Aim of the exercise: Return exactly the line that contains "Could you please pick out the dirt" and all lines beneath it in the entries, through the very last one.

--- Supplied material Enclosed Below ---

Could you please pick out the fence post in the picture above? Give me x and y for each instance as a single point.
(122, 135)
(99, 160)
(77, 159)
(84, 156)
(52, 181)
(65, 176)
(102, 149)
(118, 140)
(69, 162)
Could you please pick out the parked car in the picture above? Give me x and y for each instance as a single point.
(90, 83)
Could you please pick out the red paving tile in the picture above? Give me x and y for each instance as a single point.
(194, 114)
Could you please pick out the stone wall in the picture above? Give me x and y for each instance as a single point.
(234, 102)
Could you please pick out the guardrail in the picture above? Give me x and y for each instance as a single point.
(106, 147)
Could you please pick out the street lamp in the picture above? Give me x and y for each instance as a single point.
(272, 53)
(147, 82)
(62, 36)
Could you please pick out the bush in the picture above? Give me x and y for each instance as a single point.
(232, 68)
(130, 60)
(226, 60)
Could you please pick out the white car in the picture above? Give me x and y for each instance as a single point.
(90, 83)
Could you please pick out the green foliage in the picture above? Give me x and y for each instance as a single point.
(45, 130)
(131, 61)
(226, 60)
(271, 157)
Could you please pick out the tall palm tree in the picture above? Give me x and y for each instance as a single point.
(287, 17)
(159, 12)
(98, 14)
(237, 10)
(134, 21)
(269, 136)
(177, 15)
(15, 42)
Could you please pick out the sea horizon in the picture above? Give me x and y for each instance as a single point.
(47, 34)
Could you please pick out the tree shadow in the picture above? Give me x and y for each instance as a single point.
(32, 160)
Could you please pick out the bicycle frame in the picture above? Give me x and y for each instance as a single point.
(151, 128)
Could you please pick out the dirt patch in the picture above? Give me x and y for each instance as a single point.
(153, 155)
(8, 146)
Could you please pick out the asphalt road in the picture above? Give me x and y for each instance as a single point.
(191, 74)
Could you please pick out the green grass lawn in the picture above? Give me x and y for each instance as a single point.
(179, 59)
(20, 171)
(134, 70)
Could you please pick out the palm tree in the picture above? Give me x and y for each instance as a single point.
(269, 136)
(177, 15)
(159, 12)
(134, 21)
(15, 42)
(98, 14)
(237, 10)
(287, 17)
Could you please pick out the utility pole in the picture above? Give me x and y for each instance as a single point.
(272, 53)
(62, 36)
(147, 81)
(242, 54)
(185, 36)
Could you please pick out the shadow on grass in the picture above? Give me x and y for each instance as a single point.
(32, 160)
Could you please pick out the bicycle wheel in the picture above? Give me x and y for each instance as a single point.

--- End of Enclosed Supplied material ---

Written solution:
Could you please pick out the dirt patch in the picture above? Give me x and y for each instance as a single point.
(153, 155)
(8, 146)
Could you please pick out the asphalt road in the picture above? Give me x and y for each instance as a single point.
(191, 74)
Could you please pick out the green grass lawn in the picture above? Give me x and y for each instance as a single point.
(179, 59)
(20, 171)
(134, 70)
Could you please pick out the palm tree in the picture above? Give me x and y for each instance as a single point.
(269, 136)
(177, 15)
(159, 12)
(134, 21)
(15, 42)
(98, 14)
(237, 10)
(287, 17)
Could you please pick out the utility pole in the picture above? Give me x and y for each instance as a single point.
(272, 53)
(62, 36)
(147, 81)
(242, 54)
(185, 36)
Could you please pick out the shadow on grass in the picture above? Give me x and y for each instance as a single point.
(32, 160)
Could you please pick out the bicycle wheel in the picture above? Give me x and y for each instance as a single point.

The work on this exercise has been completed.